Challenge:
Reproduce everything from the start of the material down to the line containing "[342,170,769,644]", both ends included, multiplying every bounding-box coordinate by 1.1 and rounding to whole numbers with halves going up. Leave the pictures out of your answer.

Extracted records:
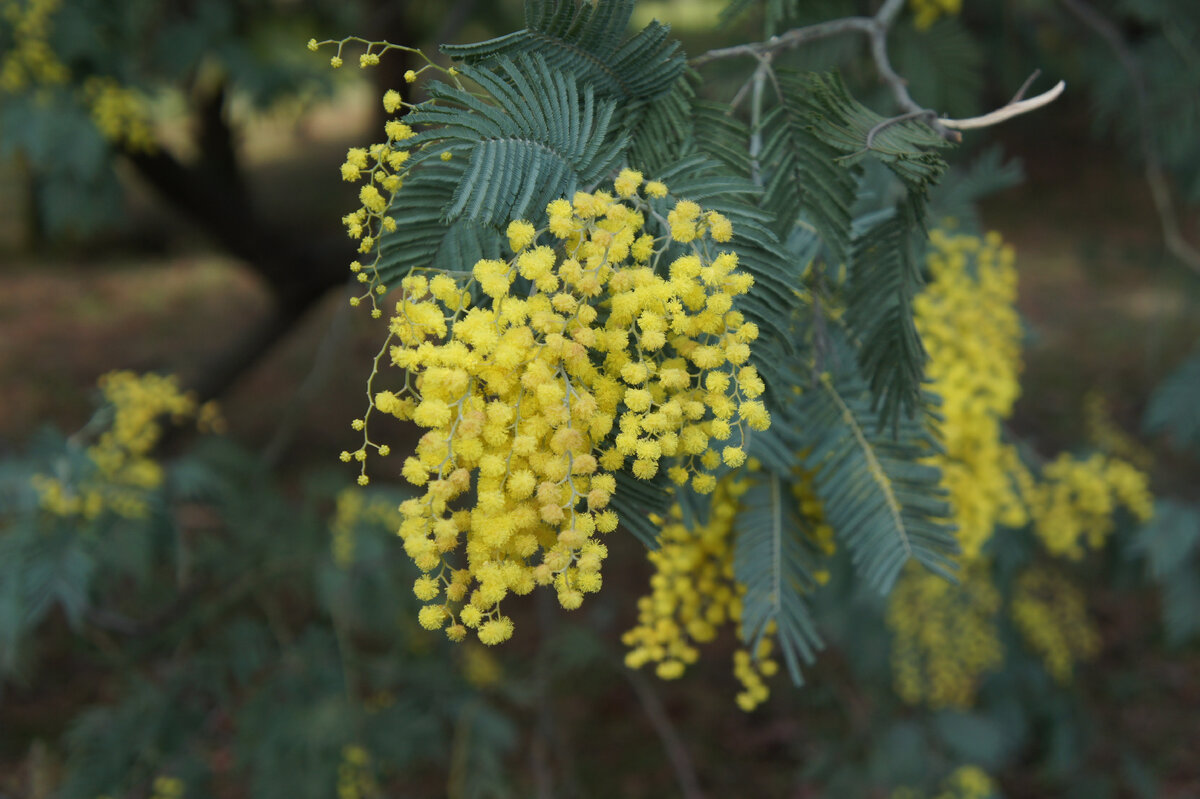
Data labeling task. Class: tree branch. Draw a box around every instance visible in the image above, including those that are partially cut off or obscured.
[690,0,961,142]
[617,663,704,799]
[1062,0,1200,274]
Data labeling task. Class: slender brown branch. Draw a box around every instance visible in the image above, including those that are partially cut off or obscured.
[1061,0,1200,274]
[690,17,875,67]
[690,0,961,142]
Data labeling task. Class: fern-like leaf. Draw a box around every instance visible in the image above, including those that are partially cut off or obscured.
[798,364,958,594]
[733,474,822,685]
[846,204,928,428]
[409,56,625,226]
[1142,343,1200,451]
[442,0,686,102]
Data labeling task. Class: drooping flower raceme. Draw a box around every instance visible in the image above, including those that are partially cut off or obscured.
[342,170,769,644]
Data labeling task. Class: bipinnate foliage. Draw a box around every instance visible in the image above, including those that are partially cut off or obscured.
[797,359,956,594]
[733,474,822,685]
[326,0,953,680]
[442,0,685,104]
[408,55,623,224]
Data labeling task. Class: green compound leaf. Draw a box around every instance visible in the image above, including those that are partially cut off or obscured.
[846,204,928,428]
[797,355,958,594]
[401,56,625,226]
[1142,343,1200,451]
[442,0,686,102]
[733,474,823,685]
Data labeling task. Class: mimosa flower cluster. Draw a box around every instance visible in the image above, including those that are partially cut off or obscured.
[622,464,835,711]
[342,177,770,644]
[308,36,462,319]
[1012,566,1100,683]
[0,0,156,152]
[329,487,401,569]
[1027,453,1154,560]
[83,77,157,152]
[337,744,379,799]
[913,230,1028,561]
[887,560,1004,709]
[31,372,210,519]
[0,0,71,94]
[890,765,996,799]
[888,230,1153,707]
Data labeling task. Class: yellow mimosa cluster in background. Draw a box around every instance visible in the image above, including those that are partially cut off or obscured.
[888,230,1152,708]
[622,470,835,710]
[31,372,210,519]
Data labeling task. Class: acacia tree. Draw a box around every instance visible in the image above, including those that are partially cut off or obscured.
[0,0,1194,797]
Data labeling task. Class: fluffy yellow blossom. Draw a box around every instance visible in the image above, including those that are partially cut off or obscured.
[150,776,184,799]
[329,484,400,569]
[508,220,536,252]
[908,0,962,30]
[0,0,71,96]
[892,765,996,799]
[30,372,197,519]
[887,561,1003,709]
[337,744,379,799]
[1012,567,1100,683]
[83,77,155,152]
[622,471,834,711]
[353,175,769,644]
[1028,453,1154,559]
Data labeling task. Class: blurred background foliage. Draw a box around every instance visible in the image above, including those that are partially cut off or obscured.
[0,0,1200,799]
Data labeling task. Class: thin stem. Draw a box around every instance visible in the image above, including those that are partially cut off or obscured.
[1062,0,1200,274]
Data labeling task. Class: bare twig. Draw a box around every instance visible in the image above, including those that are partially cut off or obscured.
[690,17,875,67]
[1008,70,1042,106]
[940,80,1067,131]
[618,663,704,799]
[1062,0,1200,274]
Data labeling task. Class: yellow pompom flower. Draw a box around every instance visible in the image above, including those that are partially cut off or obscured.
[347,176,769,647]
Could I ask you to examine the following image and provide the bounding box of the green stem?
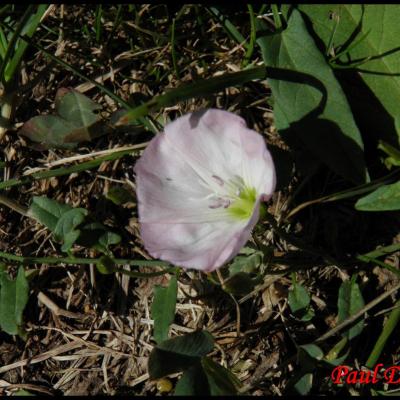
[0,251,175,278]
[271,4,282,30]
[365,300,400,368]
[0,194,28,217]
[0,149,137,190]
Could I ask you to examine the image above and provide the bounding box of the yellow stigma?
[227,186,257,219]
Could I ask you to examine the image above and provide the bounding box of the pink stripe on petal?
[135,109,275,271]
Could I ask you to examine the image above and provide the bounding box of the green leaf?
[106,186,135,206]
[96,256,116,275]
[151,275,178,343]
[174,360,210,396]
[299,343,324,360]
[229,250,262,276]
[338,275,365,340]
[288,282,314,321]
[258,9,367,183]
[174,357,240,396]
[223,272,262,296]
[294,372,313,396]
[148,331,214,379]
[201,357,240,396]
[77,222,121,254]
[355,181,400,211]
[28,196,72,232]
[0,266,29,335]
[378,140,400,169]
[53,208,88,252]
[28,196,88,252]
[99,231,121,250]
[19,88,106,149]
[299,4,400,144]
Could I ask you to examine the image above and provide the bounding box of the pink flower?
[135,109,276,272]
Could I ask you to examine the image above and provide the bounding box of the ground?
[0,4,400,395]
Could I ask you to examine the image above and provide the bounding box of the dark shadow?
[257,22,366,184]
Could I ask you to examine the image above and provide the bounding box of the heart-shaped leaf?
[148,331,214,379]
[258,9,367,183]
[151,275,178,343]
[19,88,106,149]
[338,275,365,340]
[0,267,29,335]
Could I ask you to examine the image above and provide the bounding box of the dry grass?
[0,5,400,395]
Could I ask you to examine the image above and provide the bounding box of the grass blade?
[116,66,267,126]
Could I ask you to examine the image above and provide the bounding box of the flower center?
[208,175,257,220]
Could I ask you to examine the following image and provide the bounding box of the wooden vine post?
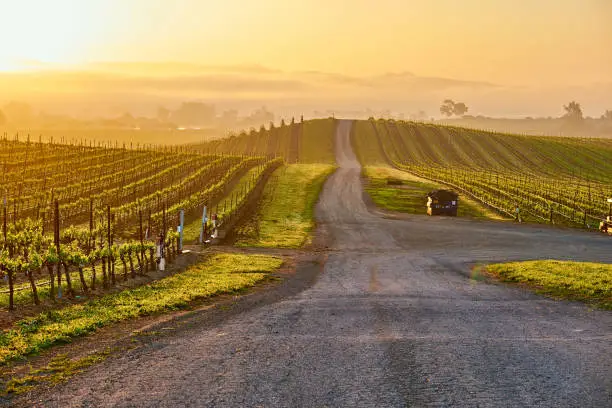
[53,200,62,299]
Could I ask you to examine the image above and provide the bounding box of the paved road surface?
[34,121,612,407]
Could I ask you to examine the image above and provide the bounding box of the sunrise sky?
[0,0,612,118]
[0,0,612,84]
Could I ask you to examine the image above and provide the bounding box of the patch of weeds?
[3,348,111,395]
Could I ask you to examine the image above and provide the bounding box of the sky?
[0,0,612,116]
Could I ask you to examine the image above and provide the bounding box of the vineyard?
[191,119,336,164]
[352,120,612,228]
[0,135,282,309]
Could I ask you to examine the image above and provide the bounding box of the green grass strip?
[0,254,282,363]
[237,164,334,248]
[487,260,612,310]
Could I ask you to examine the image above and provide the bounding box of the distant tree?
[453,102,468,116]
[440,99,455,117]
[563,101,584,122]
[440,99,468,117]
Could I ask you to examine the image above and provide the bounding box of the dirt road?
[29,121,612,407]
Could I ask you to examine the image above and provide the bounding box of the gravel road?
[29,121,612,407]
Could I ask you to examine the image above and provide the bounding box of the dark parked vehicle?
[427,190,459,217]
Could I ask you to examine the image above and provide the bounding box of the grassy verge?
[363,166,501,219]
[0,254,282,364]
[300,119,336,164]
[3,349,111,395]
[487,260,612,310]
[237,164,334,248]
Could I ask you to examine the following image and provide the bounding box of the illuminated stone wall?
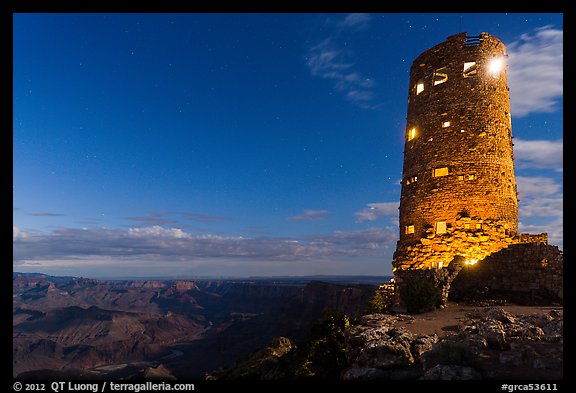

Complete output:
Data labeling task. Class: tree branch. Draw a box around every instance visible in the image above, including those that are partially cut off or obscured.
[759,0,1057,156]
[679,729,774,879]
[1168,0,1320,301]
Data labeling task. Class: slender brown branch. Draw a box around every instance visible in the image above, including those that are partially cut off or obscured.
[1167,0,1320,301]
[759,19,963,74]
[759,0,1057,156]
Data labeling task. Class: fern-like leaf. Draw a box around every instance visible in the image above, including those that are partially cut off or obscured.
[878,400,1054,653]
[806,521,904,754]
[931,224,1021,471]
[450,62,688,249]
[1256,377,1320,496]
[486,0,755,112]
Data labeling task. Class: drooping flower raceme. Draw a box around every instance visible in the image above, including those that are partially cut off or obscured.
[376,187,846,708]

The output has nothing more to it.